### EXCERPT PROVIDED
begin

Fall baseball in Seattle is fun again.
There’s no telling if these Mariners are going to pull off a run as memorable as what those Mariners did, but you can’t deny that they’ve been more than worth the price of admission this year. In just their third season since they tore it all down and started building it back up again, the M’s have established themselves as a team the rest of the American League needs to watch. Say what you want about promises made and moving goalposts, but that is a remarkable turn of events.
The Mariners play defense. They fight at the plate, especially with two outs. And while they might not always have enough offense, their pitching has made up for it – especially down the stretch.
Seattle went on the road on Sept. 17 after dropping four of five to the lowly Arizona Diamondbacks and fellow AL playoff hopeful Boston Red Sox. After reaching within a game of a playoff spot, that skid put them just about out of it at 78-68.
I guess the road trip was what they needed, because they’ve reeled off six wins in seven games since. Take out an 8-1 loss to Kansas City on Sept. 18 and Thursday’s 6-5 win over Oakland (I’ll let you look up the starting pitcher those two games have in common yourself), and the Mariners didn’t allow more than two runs in any of the six remaining games.

end

### PROBLEMS
[A] From the text on the Seattle Mariners, list every opposing team it names.
[B] Answer these questions using the text on the Seattle Mariners:
(i) How many seasons has it been since the Mariners tore it all down and started rebuilding?
(ii) What was Seattle's record after the skid that ended with losses to Arizona and Boston?
(iii) What was the score of the Mariners' loss to Kansas City on Sept. 18?

(Entries from a point annotation set)
begin

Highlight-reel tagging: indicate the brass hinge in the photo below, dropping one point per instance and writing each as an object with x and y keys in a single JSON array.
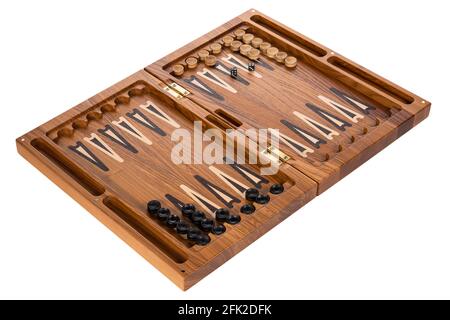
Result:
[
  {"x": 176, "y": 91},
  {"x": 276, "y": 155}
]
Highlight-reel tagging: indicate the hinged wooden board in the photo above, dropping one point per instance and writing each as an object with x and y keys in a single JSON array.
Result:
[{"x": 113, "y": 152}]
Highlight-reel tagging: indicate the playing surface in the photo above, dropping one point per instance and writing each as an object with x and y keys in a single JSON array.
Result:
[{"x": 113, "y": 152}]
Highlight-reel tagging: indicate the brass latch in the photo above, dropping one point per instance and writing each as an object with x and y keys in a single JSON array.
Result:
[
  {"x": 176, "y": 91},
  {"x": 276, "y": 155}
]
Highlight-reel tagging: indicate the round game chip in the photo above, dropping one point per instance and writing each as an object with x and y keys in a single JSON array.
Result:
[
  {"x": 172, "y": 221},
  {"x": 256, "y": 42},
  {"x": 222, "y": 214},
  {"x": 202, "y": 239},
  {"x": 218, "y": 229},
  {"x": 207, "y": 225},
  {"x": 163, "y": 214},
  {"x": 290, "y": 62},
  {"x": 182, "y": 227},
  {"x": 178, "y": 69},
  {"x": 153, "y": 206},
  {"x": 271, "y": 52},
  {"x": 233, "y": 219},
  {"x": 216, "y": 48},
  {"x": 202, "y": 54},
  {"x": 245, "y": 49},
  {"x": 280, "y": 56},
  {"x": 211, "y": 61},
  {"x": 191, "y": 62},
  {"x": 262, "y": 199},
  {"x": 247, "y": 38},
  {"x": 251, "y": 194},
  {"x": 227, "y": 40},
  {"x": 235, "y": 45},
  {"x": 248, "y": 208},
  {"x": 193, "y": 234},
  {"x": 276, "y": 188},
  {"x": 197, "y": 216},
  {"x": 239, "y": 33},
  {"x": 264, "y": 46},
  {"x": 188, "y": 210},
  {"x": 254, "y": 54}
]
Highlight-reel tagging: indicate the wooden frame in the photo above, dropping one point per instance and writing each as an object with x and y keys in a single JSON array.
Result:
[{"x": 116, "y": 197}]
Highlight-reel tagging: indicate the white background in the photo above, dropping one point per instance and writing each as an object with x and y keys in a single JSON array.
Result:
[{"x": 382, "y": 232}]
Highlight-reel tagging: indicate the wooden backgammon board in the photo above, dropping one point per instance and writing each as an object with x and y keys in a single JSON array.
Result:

end
begin

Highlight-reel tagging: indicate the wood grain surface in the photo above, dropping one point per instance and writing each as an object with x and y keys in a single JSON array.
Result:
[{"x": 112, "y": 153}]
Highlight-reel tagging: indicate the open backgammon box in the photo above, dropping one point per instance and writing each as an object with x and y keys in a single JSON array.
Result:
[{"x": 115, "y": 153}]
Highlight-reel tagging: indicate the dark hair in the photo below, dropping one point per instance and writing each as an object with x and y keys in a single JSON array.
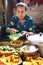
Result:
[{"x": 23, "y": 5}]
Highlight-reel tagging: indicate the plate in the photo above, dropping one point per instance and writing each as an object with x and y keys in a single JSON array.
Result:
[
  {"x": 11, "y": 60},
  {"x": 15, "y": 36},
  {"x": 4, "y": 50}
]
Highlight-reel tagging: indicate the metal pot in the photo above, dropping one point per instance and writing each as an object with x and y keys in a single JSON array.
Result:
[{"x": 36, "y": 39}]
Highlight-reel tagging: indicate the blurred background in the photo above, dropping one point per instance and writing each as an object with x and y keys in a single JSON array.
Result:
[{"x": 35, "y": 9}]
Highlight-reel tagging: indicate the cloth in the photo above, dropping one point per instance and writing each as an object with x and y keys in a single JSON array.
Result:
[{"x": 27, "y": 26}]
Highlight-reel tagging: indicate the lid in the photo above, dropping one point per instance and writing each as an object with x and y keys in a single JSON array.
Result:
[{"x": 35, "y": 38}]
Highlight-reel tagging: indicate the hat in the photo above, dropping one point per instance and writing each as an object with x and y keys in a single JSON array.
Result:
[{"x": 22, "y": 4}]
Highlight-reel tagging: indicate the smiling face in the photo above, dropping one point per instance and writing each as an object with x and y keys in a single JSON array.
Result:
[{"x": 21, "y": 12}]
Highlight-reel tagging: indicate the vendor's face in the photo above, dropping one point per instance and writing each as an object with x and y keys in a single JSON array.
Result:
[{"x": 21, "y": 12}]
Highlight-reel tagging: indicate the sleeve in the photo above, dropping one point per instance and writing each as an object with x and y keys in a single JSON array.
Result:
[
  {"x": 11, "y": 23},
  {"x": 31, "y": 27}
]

end

### EXERCISE RESPONSES
[A] Arizona Diamondbacks, Boston Red Sox, Kansas City, Oakland

[B]
(i) This is their third season.
(ii) 78-68
(iii) 8-1